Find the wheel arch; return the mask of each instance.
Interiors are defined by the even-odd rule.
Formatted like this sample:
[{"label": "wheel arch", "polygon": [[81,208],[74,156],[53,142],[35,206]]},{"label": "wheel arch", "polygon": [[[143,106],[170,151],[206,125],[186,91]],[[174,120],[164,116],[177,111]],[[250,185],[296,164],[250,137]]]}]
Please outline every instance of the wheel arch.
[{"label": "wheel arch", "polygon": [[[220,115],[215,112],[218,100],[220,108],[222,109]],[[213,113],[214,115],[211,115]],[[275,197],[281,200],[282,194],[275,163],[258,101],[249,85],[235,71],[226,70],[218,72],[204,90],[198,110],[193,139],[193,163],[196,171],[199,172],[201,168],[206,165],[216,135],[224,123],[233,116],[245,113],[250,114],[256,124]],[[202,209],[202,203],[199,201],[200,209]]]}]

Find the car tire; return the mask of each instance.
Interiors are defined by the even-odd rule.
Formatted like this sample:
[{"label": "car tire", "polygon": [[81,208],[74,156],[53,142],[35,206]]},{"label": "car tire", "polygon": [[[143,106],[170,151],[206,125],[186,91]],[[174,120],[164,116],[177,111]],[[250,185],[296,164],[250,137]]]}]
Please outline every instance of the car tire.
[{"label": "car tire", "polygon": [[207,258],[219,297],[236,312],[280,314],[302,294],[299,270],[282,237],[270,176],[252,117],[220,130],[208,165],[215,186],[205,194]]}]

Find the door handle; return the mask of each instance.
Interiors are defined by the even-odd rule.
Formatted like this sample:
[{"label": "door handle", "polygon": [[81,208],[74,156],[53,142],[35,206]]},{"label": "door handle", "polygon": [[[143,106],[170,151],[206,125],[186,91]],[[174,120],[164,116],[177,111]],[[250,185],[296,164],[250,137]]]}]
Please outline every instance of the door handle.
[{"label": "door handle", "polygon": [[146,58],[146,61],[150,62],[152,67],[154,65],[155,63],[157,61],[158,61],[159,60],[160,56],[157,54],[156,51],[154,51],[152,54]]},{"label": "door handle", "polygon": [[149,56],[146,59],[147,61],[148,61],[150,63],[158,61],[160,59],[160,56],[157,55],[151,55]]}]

· · ·

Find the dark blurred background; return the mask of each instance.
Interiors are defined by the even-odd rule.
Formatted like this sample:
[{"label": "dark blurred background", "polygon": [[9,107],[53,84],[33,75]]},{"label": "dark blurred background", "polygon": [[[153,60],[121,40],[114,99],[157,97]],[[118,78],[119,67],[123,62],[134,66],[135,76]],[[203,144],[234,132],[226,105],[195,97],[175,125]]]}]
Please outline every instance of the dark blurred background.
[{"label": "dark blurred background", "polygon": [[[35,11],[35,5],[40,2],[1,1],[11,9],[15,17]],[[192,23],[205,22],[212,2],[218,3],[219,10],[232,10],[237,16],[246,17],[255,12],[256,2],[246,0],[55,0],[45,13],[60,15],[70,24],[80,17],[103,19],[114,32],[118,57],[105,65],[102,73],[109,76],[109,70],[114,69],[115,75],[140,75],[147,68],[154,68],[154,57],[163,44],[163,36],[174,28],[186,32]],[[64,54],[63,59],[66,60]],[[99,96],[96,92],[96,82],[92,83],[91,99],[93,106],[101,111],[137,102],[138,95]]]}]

· · ·

> _Problem details_
Please return the material from the line containing "Find the wheel" up to and including the line containing "Please outline every instance of the wheel", copied verbatim.

> _The completed task_
Find the wheel arch; return the mask of each instance.
Interiors are defined by the even-odd rule.
Formatted like this sample:
[{"label": "wheel arch", "polygon": [[81,208],[74,156],[53,142],[35,206]]},{"label": "wheel arch", "polygon": [[[143,106],[170,151],[206,125],[186,91]],[[174,120],[164,116],[177,111]],[[250,185],[296,164],[250,137]]]}]
Please outline every instance of the wheel arch.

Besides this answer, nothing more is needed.